━━━ Отрывок из источника ━━━

Жизнь - сапожок непарный : Воспоминания — страница 93 из 126

Свежий утренний ветерок сотрясал тонюсенькие стволы посаженных на Ракпасе подростков-березок. И так же знобило душу.

Неразъясненные догадки про бытие, едва постигнутые чувством, космически интимно звучали в искусстве? Что же оно? И где границы между ним и жизнью?

Здесь, на Ракпасе, находилась Хелла Фришер. Еще не ведая, как близко сведет нас жизнь в дальнейшем, я не забывала чужестранку со страшной судьбой.

Александр Осипович открыл Хеллу с неожиданной стороны:

— Она талантливая писательница!

Нещадно коверкая русские слова своим сильным акцентом и хрипловато смеясь, Хелла добавляла: «Русска писателница».

Она думала и писала по-немецки. И все, кто владел этим языком, тогда и позже утверждали, что в переводе ее «листки» утрачивают очарование.

━━━ Фрагменты записей ━━━

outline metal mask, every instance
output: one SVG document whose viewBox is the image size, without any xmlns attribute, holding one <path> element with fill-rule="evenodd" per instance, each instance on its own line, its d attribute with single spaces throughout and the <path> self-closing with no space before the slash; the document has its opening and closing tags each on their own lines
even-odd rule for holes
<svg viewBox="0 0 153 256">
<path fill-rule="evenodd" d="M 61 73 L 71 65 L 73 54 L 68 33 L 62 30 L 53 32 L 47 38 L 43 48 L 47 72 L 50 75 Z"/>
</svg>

━━━

* _Что сделать_:
A - Перескажите отрывок в двух предложениях.
B - Перепишите из отрывка без изменений часть, начиная с «Свежий утренний ветерок» и заканчивая «ним и жизнью?».
Работайте только с отрывком.

* _Ответы к заданиям_:
A - На Ракпасе находилась Хелла Фришер, чужестранка со страшной судьбой, которую Александр Осипович назвал талантливой писательницей. Она думала и писала по-немецки, и все, кто владел этим языком, утверждали, что в переводе её «листки» утрачивают очарование.

B -
Свежий утренний ветерок сотрясал тонюсенькие стволы посаженных на Ракпасе подростков-березок. И так же знобило душу.

Неразъясненные догадки про бытие, едва постигнутые чувством, космически интимно звучали в искусстве? Что же оно? И где границы между ним и жизнью?